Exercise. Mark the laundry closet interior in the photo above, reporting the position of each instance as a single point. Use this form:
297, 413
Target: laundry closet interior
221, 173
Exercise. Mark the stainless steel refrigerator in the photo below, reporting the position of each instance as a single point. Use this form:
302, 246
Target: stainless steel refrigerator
====================
#### Your goal
Please give the number of lines in the data above where the word "steel" appears, and nothing besides.

#### Output of the task
2